▸ **Required work**: Return the records in full, exactly as given.

▸ **Working data**:

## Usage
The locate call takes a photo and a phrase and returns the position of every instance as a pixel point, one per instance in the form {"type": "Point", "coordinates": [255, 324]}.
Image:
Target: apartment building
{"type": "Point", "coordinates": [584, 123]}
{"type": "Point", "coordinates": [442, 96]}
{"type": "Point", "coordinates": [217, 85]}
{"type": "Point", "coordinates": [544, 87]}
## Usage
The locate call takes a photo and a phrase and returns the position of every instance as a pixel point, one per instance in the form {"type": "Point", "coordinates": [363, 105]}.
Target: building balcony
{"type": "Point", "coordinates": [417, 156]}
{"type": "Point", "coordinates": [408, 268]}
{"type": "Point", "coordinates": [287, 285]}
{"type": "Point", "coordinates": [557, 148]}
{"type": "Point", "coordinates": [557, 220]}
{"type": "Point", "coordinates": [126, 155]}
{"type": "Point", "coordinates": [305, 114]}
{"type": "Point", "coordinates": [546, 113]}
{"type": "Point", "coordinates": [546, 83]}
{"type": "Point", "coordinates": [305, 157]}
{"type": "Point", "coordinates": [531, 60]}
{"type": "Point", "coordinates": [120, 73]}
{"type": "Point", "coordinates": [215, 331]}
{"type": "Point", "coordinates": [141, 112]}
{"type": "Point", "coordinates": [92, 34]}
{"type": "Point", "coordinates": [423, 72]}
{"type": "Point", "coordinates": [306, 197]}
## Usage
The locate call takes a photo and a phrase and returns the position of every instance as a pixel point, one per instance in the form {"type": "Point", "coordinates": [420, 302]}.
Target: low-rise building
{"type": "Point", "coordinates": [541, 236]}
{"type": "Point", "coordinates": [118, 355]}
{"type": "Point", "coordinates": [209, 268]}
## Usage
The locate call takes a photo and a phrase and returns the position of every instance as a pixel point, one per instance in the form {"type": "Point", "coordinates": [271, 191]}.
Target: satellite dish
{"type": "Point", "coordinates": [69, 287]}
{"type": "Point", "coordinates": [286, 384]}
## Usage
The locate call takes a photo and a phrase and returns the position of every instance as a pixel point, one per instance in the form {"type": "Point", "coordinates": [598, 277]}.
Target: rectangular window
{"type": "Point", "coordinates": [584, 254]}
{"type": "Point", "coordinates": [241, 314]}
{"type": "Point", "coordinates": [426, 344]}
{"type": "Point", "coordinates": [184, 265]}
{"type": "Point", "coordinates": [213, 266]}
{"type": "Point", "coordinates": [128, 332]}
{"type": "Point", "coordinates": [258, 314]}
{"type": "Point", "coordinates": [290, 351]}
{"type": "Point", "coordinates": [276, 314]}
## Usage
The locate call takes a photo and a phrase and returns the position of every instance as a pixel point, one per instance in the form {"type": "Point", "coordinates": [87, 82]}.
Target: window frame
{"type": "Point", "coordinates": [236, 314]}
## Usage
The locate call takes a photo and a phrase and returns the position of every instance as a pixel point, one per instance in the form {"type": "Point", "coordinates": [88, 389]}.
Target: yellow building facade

▸ **Reply to the task**:
## Usage
The locate call takes a photo and a phrase and returns the position of every instance as a pixel point, one per instance in the form {"type": "Point", "coordinates": [255, 324]}.
Image:
Target: apartment building
{"type": "Point", "coordinates": [584, 123]}
{"type": "Point", "coordinates": [442, 96]}
{"type": "Point", "coordinates": [217, 85]}
{"type": "Point", "coordinates": [544, 87]}
## Usage
The locate call takes a photo and a phrase and returns the position of every instance as a pixel point, one per instance in the form {"type": "Point", "coordinates": [363, 105]}.
Target: building balcony
{"type": "Point", "coordinates": [417, 156]}
{"type": "Point", "coordinates": [408, 268]}
{"type": "Point", "coordinates": [287, 285]}
{"type": "Point", "coordinates": [557, 148]}
{"type": "Point", "coordinates": [557, 220]}
{"type": "Point", "coordinates": [126, 155]}
{"type": "Point", "coordinates": [305, 114]}
{"type": "Point", "coordinates": [546, 113]}
{"type": "Point", "coordinates": [546, 83]}
{"type": "Point", "coordinates": [305, 157]}
{"type": "Point", "coordinates": [531, 60]}
{"type": "Point", "coordinates": [120, 73]}
{"type": "Point", "coordinates": [215, 331]}
{"type": "Point", "coordinates": [141, 112]}
{"type": "Point", "coordinates": [92, 34]}
{"type": "Point", "coordinates": [423, 72]}
{"type": "Point", "coordinates": [306, 197]}
## Usage
The locate call takes a photo and a phrase and returns the position of every instance as a pixel point, one per instance in the form {"type": "Point", "coordinates": [420, 302]}.
Target: low-rise building
{"type": "Point", "coordinates": [541, 236]}
{"type": "Point", "coordinates": [118, 355]}
{"type": "Point", "coordinates": [209, 268]}
## Usage
The locate call takes a photo and a phrase and returns the position of every instance as a pixel point, one per instance in the form {"type": "Point", "coordinates": [271, 191]}.
Target: satellite dish
{"type": "Point", "coordinates": [69, 287]}
{"type": "Point", "coordinates": [286, 384]}
## Usage
The locate call takes a photo and a phrase and returns the position of every instance as a pixel point, one per instance in the form {"type": "Point", "coordinates": [598, 277]}.
Target: rectangular window
{"type": "Point", "coordinates": [584, 254]}
{"type": "Point", "coordinates": [241, 314]}
{"type": "Point", "coordinates": [426, 344]}
{"type": "Point", "coordinates": [184, 265]}
{"type": "Point", "coordinates": [213, 266]}
{"type": "Point", "coordinates": [128, 332]}
{"type": "Point", "coordinates": [258, 314]}
{"type": "Point", "coordinates": [290, 351]}
{"type": "Point", "coordinates": [276, 314]}
## Usage
The locate call takes a photo and a phrase and returns the position of every instance as a pixel point, one per instance in the form {"type": "Point", "coordinates": [87, 82]}.
Target: window frame
{"type": "Point", "coordinates": [236, 314]}
## Usage
The locate call takes a photo and a phrase and returns the position of every instance as a pixel point, one per instance in the form {"type": "Point", "coordinates": [88, 389]}.
Target: yellow building facade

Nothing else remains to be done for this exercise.